### INSTRUCTION
Please render everything in the listing below, from the line containing "Can you find the heart" down to the line containing "Query: long dark hair", both included, as a numbered list, leaving out any blank lines.

(Some records)
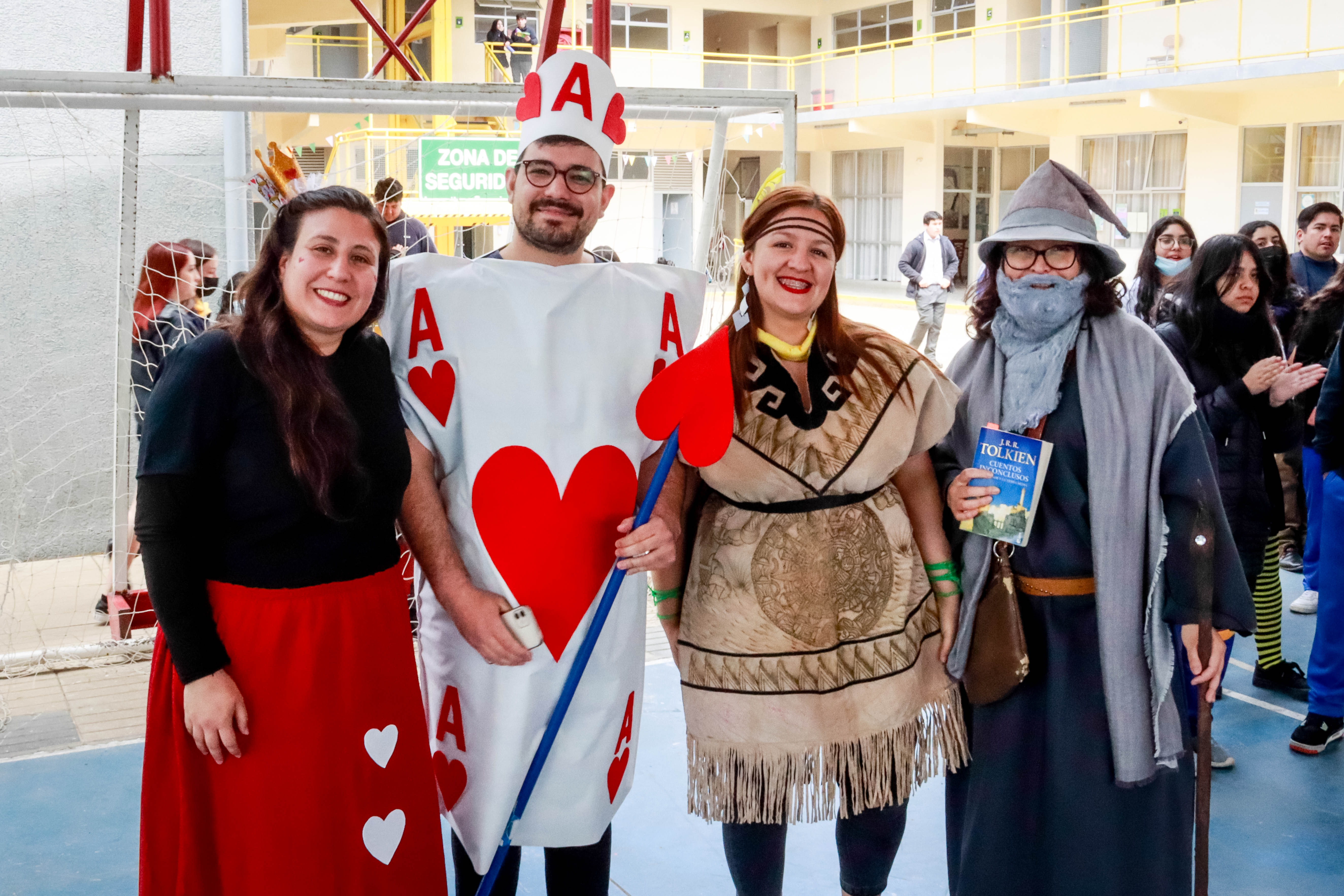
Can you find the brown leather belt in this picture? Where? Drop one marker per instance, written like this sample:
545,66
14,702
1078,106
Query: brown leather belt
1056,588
==
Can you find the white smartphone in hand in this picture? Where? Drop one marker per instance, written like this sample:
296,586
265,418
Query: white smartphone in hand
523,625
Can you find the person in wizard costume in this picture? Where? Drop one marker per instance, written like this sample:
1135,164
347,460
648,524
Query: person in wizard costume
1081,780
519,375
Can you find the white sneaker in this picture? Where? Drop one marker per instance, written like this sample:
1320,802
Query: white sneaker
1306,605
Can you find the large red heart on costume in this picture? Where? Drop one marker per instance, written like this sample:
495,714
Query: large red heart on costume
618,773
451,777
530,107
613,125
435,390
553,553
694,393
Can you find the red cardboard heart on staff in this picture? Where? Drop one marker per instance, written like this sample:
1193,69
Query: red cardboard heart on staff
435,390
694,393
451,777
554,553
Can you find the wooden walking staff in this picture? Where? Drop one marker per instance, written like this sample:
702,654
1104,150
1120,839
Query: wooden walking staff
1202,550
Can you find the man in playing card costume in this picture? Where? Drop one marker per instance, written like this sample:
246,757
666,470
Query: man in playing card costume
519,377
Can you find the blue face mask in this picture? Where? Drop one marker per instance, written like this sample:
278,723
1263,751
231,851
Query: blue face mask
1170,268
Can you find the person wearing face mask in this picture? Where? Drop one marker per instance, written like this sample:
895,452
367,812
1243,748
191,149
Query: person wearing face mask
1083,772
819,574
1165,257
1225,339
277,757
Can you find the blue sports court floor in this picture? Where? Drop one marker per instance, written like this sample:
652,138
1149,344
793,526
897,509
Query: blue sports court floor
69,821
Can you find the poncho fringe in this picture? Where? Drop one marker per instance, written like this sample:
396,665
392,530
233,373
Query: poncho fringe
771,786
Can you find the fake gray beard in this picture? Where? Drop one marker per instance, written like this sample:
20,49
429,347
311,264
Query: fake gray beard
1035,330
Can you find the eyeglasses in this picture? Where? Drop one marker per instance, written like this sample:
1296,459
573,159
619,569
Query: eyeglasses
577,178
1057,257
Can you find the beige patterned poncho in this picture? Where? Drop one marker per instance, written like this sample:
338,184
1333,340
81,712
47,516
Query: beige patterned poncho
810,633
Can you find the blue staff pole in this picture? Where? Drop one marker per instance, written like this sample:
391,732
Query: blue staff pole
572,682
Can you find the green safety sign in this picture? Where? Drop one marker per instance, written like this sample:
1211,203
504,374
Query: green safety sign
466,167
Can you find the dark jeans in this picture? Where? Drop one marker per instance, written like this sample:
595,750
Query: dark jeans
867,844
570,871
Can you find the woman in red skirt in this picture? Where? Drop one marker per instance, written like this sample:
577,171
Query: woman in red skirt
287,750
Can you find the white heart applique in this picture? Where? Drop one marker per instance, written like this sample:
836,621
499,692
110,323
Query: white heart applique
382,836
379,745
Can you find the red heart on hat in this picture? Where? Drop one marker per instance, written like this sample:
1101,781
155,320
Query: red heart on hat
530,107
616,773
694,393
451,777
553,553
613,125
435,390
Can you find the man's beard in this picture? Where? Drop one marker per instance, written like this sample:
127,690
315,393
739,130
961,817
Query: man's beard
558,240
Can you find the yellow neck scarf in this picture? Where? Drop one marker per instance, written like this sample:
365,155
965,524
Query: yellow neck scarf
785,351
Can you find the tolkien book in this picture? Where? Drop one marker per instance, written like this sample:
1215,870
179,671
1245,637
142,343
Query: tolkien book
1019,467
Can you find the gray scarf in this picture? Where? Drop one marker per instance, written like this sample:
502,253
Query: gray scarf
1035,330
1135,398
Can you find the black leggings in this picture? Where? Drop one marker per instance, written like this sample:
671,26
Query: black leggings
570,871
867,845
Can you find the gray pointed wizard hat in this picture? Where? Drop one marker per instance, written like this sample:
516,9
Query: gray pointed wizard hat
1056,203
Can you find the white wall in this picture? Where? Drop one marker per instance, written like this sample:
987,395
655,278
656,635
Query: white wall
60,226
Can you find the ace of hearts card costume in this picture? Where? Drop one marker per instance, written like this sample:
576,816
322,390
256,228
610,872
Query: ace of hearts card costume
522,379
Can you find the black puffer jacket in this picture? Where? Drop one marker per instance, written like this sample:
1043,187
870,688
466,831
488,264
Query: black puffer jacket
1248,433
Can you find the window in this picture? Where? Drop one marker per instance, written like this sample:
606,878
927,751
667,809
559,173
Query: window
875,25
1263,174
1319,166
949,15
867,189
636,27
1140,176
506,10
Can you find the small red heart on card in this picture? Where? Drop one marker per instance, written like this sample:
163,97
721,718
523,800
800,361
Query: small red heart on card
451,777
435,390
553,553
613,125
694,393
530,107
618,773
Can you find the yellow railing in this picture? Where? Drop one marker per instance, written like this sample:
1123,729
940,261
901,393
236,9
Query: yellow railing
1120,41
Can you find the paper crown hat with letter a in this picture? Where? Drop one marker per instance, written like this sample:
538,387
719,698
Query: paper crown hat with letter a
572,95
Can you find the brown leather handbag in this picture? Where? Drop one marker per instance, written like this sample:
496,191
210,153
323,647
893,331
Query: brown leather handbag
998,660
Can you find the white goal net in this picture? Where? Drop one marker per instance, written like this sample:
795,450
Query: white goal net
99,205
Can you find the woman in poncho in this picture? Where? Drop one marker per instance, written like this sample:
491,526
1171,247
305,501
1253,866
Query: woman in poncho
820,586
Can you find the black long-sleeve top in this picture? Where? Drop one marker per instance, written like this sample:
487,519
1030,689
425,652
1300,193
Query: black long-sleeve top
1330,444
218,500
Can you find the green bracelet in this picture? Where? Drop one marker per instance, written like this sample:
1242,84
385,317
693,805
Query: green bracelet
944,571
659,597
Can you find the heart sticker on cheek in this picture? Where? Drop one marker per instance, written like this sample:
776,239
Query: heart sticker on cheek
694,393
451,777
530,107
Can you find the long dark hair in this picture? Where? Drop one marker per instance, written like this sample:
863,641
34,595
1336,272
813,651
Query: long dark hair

### TASK ANSWER
1. Can you find the heart sticker on cheek in this picture? Where? Drop one marker per instance, written like this sample:
2. 776,239
3. Query: heart sticker on cheek
4. 694,393
5. 451,777
6. 530,107
7. Can you find the long dark hair in this picture? Where? Drop one marker per instance, written like this sample:
8. 863,641
9. 34,595
10. 1336,272
11. 813,651
12. Query: long dark hair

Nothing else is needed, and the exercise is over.